• [What the exercise asks]:
Give every line below again, exactly.
——————————
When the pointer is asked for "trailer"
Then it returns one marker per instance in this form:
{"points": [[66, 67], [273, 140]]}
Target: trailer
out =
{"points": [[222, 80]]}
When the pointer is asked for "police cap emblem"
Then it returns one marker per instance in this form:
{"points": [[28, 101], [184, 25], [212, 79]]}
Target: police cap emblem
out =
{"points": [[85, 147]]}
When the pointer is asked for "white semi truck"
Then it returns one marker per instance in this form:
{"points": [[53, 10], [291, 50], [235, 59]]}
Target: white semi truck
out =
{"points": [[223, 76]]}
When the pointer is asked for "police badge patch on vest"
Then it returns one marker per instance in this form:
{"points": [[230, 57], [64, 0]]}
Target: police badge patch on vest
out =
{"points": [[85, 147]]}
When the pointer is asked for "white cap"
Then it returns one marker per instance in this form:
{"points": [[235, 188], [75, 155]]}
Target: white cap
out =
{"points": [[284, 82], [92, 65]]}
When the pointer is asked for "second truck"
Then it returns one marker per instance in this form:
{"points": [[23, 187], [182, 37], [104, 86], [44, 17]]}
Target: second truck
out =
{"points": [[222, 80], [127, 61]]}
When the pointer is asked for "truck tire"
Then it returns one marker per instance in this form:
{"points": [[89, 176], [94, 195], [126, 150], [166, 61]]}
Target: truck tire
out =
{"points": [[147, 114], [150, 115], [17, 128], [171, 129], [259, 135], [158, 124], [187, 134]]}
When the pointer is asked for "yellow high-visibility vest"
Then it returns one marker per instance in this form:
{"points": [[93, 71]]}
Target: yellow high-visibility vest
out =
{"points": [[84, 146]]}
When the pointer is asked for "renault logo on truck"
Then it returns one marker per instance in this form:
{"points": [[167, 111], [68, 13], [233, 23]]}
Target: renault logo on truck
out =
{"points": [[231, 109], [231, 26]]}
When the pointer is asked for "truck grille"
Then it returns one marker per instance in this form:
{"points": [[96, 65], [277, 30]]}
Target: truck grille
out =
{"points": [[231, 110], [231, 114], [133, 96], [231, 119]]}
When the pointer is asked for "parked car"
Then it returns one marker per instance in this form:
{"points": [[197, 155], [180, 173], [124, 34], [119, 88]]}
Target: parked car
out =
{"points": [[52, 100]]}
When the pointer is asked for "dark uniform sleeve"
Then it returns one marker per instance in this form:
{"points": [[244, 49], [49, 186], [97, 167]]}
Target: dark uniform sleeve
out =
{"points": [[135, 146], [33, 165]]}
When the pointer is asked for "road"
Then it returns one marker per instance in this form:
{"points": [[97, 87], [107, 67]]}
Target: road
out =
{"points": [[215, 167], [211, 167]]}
——————————
• [Complete response]:
When the pointer is asked for "trailer"
Then it returns one marker per instance in this form:
{"points": [[66, 67], [273, 140]]}
Target: trailer
out =
{"points": [[222, 80]]}
When the pointer is asked for "police cap emblem"
Then it returns one marker per instance in this form:
{"points": [[28, 101], [184, 25], [212, 79]]}
Target: police cap emblem
out =
{"points": [[85, 147]]}
When the pointer is asked for "white semi truck"
Then it returns one marker per instance in this form:
{"points": [[53, 10], [291, 50], [235, 59]]}
Target: white semi truck
out =
{"points": [[223, 76]]}
When the pointer is asked for "police badge patch on vest"
Then it returns one marker per instance in this form:
{"points": [[230, 57], [64, 0]]}
Target: police badge patch on vest
out =
{"points": [[85, 147]]}
When the pointer is asked for "white cap"
Then it returns one marker per instance in this form:
{"points": [[235, 188], [75, 155]]}
Target: white cap
out =
{"points": [[284, 82], [92, 65]]}
When the pointer is asked for "second truck"
Then it returns one marker per instance in this form:
{"points": [[23, 187], [182, 37], [104, 86], [44, 17]]}
Target: second truck
out =
{"points": [[222, 80], [127, 61]]}
When the pointer is asked for "truck tire"
Then it returns one marker per instance in this form:
{"points": [[89, 176], [94, 195], [126, 150], [166, 61]]}
Target: truck tire
out =
{"points": [[147, 114], [150, 115], [17, 128], [171, 129], [259, 135], [158, 124], [187, 134]]}
When the pointer is asked for "yellow high-visibility vest"
Then it returns one marker per instance in this form:
{"points": [[93, 71]]}
Target: yellow high-visibility vest
out =
{"points": [[84, 146]]}
When the pointer is asked for "renault logo on truck"
Then it returns one marker per instance in this form:
{"points": [[167, 111], [68, 13], [233, 23]]}
Target: renault logo on truck
out =
{"points": [[231, 109], [231, 26]]}
When the pointer is asked for "truck grille"
Then it returns one marker per instance in this form:
{"points": [[96, 65], [277, 30]]}
Target: truck grille
out =
{"points": [[231, 110], [231, 114], [133, 96], [231, 119]]}
When the pointer is asked for "parked car"
Then it returns one marker per instance in this form:
{"points": [[197, 155], [180, 173], [124, 34], [119, 88]]}
Target: parked car
out =
{"points": [[52, 100]]}
When the pointer is asked for "dark uniform sleeve"
Then it returns one marker per instance in this form:
{"points": [[244, 49], [49, 186], [97, 167]]}
Target: dark uniform sleeve
out =
{"points": [[135, 146], [33, 165]]}
When the pointer is asked for "road"
Then it returns one marker per instance in this form:
{"points": [[97, 87], [107, 67]]}
Target: road
out =
{"points": [[215, 167], [211, 167]]}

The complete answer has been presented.